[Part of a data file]
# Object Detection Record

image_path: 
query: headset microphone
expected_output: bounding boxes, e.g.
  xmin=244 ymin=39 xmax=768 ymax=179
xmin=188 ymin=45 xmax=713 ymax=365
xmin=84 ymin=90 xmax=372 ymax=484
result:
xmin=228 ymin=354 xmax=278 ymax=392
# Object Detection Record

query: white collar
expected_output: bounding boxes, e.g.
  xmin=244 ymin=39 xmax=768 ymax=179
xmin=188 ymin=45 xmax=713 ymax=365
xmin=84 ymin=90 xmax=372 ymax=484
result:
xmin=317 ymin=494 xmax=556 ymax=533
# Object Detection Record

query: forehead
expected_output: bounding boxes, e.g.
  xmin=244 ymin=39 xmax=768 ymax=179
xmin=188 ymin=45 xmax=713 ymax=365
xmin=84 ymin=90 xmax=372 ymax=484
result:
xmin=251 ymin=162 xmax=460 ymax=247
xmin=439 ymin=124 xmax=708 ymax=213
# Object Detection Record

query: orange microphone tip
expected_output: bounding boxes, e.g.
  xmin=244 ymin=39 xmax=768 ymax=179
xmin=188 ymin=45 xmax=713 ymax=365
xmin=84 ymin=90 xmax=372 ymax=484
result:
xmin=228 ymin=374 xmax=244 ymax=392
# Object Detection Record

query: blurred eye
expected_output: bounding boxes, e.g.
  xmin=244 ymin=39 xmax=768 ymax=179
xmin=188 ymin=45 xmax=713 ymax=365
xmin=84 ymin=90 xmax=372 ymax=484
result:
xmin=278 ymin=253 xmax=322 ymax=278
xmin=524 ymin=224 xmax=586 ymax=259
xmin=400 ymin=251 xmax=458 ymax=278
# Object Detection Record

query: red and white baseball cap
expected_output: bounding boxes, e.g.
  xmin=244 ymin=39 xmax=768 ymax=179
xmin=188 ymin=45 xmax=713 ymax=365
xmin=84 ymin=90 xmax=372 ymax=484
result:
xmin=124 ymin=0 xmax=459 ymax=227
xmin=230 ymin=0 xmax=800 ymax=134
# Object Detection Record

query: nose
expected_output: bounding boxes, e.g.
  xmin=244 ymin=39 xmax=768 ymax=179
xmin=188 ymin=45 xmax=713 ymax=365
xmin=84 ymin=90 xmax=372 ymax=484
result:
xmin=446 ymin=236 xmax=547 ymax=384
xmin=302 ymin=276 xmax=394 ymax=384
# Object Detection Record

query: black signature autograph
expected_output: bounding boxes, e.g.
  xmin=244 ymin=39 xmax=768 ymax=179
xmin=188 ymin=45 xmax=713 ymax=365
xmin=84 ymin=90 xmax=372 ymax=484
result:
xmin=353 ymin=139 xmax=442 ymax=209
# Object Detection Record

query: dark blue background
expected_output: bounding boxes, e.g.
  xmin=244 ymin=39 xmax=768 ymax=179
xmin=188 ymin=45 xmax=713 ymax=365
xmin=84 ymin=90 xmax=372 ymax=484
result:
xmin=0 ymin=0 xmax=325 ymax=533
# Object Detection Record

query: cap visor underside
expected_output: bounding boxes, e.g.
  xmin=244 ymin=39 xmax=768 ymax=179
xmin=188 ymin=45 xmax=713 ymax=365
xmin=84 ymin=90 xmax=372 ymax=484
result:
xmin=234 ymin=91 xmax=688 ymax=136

* **WRITTEN EXERCISE**: Convert the data from the start through the line containing "xmin=228 ymin=354 xmax=278 ymax=392" into a Markdown table with the columns Row and Line, numbering each line and leaving out blank lines.

* **ANSWER**:
| Row | Line |
|---|---|
| 1 | # Object Detection Record |
| 2 | image_path:  |
| 3 | query: headset microphone |
| 4 | expected_output: bounding boxes, e.g. |
| 5 |   xmin=244 ymin=39 xmax=768 ymax=179 |
| 6 | xmin=188 ymin=45 xmax=713 ymax=365 |
| 7 | xmin=84 ymin=90 xmax=372 ymax=484 |
| 8 | result: |
| 9 | xmin=228 ymin=354 xmax=278 ymax=392 |